About this task: Output the entries word for word. Omit images.

BEGIN Provided records

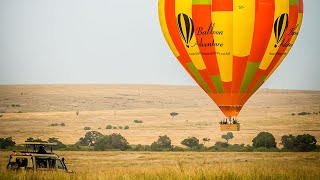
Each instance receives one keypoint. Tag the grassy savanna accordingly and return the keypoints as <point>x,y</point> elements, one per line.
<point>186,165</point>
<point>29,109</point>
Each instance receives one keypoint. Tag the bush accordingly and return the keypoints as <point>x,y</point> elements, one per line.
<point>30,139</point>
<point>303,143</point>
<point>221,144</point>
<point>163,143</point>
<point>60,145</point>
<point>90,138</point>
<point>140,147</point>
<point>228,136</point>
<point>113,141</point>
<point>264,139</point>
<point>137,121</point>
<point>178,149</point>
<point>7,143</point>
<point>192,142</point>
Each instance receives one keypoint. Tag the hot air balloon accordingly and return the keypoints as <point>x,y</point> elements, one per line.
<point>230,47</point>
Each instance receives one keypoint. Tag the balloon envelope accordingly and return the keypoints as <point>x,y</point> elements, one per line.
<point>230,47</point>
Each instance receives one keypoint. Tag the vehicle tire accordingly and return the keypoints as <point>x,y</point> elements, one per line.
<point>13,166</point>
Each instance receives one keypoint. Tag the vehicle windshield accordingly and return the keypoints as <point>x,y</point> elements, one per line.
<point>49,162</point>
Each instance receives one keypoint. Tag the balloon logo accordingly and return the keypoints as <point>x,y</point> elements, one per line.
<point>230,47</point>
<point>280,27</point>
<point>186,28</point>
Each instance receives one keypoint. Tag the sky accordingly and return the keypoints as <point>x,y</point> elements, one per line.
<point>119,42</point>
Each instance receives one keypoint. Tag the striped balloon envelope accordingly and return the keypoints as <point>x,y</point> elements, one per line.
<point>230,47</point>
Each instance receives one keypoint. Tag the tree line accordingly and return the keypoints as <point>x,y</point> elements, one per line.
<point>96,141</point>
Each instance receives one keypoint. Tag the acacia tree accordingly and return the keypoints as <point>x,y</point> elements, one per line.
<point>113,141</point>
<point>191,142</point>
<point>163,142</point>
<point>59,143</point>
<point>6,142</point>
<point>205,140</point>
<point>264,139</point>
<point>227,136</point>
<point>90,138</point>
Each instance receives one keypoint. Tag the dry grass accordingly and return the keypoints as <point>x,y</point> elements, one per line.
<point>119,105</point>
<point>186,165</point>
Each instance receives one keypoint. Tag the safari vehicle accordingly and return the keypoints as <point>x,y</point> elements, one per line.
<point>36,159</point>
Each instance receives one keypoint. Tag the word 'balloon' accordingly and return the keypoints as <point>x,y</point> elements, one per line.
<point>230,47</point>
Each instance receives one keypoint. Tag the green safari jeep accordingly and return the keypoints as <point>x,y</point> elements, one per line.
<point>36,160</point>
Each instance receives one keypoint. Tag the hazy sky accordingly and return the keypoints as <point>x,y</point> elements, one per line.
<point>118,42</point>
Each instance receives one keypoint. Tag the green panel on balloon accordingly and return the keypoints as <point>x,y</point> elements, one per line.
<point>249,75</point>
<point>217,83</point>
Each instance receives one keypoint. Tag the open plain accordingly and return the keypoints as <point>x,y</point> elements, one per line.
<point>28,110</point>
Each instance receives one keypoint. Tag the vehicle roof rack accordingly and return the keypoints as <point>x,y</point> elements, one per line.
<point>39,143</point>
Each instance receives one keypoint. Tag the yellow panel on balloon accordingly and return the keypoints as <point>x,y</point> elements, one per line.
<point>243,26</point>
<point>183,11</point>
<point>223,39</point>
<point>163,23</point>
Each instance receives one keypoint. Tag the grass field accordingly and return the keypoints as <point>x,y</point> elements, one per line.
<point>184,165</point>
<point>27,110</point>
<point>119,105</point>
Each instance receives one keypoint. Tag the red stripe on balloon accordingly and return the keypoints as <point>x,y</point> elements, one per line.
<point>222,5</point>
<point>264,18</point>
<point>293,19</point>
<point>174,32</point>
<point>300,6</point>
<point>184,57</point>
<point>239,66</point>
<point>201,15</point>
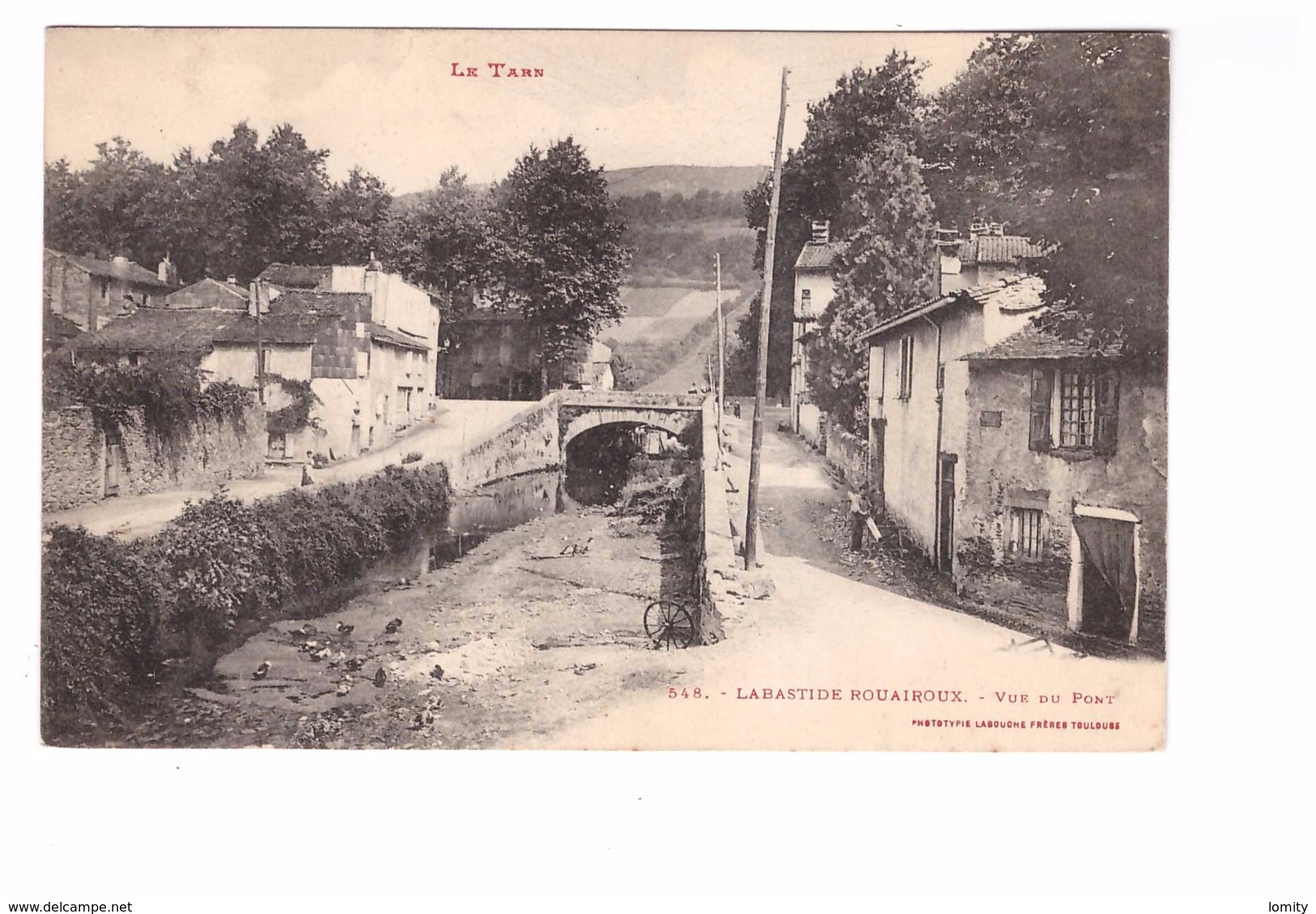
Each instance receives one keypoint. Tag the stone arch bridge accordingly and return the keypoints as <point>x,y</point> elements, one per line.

END Provided records

Task solution:
Each instance receives one keypoint. Tag the grassy savanna accordingly and return the keypoints as <point>x,y</point> elements, one per line.
<point>186,165</point>
<point>29,109</point>
Each instance receives one keypoint. Tag the bush accordingly and return the keypoints as <point>x,y</point> elements, one per line.
<point>30,139</point>
<point>303,143</point>
<point>221,144</point>
<point>163,143</point>
<point>60,145</point>
<point>90,138</point>
<point>140,147</point>
<point>228,136</point>
<point>113,141</point>
<point>264,139</point>
<point>137,121</point>
<point>178,149</point>
<point>7,143</point>
<point>192,142</point>
Each instance receives one keypoint. Tag the hot air balloon accordingly and return the keypoints as <point>x,y</point> elements, one per line.
<point>230,47</point>
Each instance receives one keypoint. Tag the balloon envelope accordingly and return the keypoints as <point>x,y</point> elements, one per line.
<point>230,47</point>
Each instance receives one keypoint. Tag the vehicle tire accordingly and return the keypoints as <point>x,y</point> elements, one per line.
<point>13,166</point>
Each instance receives one keypoint. Tag the vehicle windshield accordingly and return the keypoints as <point>x,y</point> elements, one per line.
<point>49,162</point>
Each instance receives one keypoint. Tag the balloon logo accordingly and return the keypoints as <point>x,y</point> elements, one per line.
<point>230,47</point>
<point>280,27</point>
<point>186,28</point>
Each instance receives one keypoint. Tag the sky accordingly and return the keypoints as <point>x,y</point> elements, one per line.
<point>119,42</point>
Each instance receives one keypoint. Tag the striped balloon envelope accordingly and return the keypoints as <point>x,y</point> elements, one per line.
<point>230,47</point>
Each instance receives one keypoint. Tag the tree line accordingly and return the keypoints as <point>x,y</point> elements, one per line.
<point>96,141</point>
Each instance receives one keypoint. Tag the acacia tree accordingly and return the keypoints as <point>x,y</point> elements, one per line.
<point>113,141</point>
<point>191,142</point>
<point>163,142</point>
<point>59,143</point>
<point>6,142</point>
<point>205,140</point>
<point>264,139</point>
<point>227,136</point>
<point>90,138</point>
Each instance receives one keypoint. Tag the dry grass accordingly and return the keypoints as <point>x,y</point> elements, one per line.
<point>119,105</point>
<point>186,165</point>
Each instance receives one keypoint. Tag the safari vehicle accordingly and return the keypoints as <point>x,y</point> elements, one per line.
<point>36,159</point>
Each instance receives one keypoint. Tag the word 'balloon' accordingly and return the keypoints as <point>x,y</point> elements, one per line.
<point>230,47</point>
Each instance receives one keypoint. Tag the green safari jeep accordingly and return the keypoints as <point>x,y</point> elements, one per line.
<point>36,160</point>
Each instance receives one keypoint. Tag the hazy sky accordingly and return the keypoints as <point>x,y</point> elements, one per line.
<point>118,42</point>
Each instance receives one keypoint. Tag the green panel on balloon accordingly and return the keypoints as <point>x,y</point> elements, one per line.
<point>249,75</point>
<point>217,83</point>
Each instance receives one keypoint. Tag the open plain accordingly and return the keypoints as <point>x,y</point> elements, one per line.
<point>28,110</point>
Each instance receives one keypoint. Tag the vehicle roof rack accordingly and return the keypoints as <point>x,y</point> elements, one per line.
<point>39,143</point>
Each instance receives one keypoint. Tag the yellow panel on balloon accordingly and return the keypoints as <point>x,y</point> elements, one per line.
<point>243,26</point>
<point>183,11</point>
<point>223,39</point>
<point>163,23</point>
Each instance receives one keypoint. Tag the grass field accordingly and return the keypoints as <point>x,y</point> elements, one per line.
<point>184,165</point>
<point>27,110</point>
<point>119,105</point>
Each instance receives one keypoint. Tag the red stripe on balloon accordingly and return the keypoints as <point>x,y</point> elements, one per line.
<point>222,5</point>
<point>264,18</point>
<point>293,19</point>
<point>174,32</point>
<point>300,6</point>
<point>184,57</point>
<point>239,66</point>
<point>201,15</point>
Each instance receives one keypoint. Tag the stone arch bridge accordingly and return the keypoints as <point>x,y</point> elements, one per line.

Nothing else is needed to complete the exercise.